What lines of the data below hold the string "microphone"? Copy each one.

*** Data supplied Section Begins ***

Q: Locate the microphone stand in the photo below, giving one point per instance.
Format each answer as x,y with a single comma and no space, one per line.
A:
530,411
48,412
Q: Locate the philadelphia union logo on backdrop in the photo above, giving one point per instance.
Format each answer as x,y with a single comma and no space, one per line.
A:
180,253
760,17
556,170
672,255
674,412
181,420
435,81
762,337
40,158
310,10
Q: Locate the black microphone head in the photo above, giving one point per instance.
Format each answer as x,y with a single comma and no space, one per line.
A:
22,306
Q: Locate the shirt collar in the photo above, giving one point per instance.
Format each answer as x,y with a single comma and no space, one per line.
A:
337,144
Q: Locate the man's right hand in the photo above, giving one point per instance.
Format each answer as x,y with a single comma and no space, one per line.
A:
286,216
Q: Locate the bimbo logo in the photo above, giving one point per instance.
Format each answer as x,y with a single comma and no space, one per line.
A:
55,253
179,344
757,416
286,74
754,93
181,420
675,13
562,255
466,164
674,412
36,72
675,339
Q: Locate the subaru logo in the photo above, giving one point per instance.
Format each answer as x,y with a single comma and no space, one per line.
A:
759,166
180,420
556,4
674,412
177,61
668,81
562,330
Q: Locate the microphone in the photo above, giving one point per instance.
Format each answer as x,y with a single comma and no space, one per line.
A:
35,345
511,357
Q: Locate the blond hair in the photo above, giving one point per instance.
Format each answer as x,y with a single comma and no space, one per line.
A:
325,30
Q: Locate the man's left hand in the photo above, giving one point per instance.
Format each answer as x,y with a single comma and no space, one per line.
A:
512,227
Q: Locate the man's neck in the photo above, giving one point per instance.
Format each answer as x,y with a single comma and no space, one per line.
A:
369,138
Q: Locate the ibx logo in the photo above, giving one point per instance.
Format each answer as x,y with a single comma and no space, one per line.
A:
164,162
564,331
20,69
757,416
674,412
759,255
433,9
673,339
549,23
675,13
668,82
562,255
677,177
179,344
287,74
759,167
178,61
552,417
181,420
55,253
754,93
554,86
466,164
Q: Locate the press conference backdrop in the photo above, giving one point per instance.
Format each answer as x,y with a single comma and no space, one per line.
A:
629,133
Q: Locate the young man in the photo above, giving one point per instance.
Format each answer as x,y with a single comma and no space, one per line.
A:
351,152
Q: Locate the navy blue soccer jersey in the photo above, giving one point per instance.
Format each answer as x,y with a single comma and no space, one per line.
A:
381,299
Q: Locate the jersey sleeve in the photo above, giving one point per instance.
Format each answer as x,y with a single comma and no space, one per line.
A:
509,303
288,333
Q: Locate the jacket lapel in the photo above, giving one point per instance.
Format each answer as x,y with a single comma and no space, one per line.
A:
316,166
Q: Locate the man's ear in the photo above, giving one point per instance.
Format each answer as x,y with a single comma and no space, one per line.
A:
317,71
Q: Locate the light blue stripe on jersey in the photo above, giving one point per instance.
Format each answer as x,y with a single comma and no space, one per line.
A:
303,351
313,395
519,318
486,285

*** Data supplied Section Ends ***

▶ Solved exercise
Q: Locate the microphone stand in the photo below, giving one point per instance.
Q: Locate the black microphone head in the photo above, giving one point per instance.
Q: Locate the microphone in the photo above, giving one point per instance.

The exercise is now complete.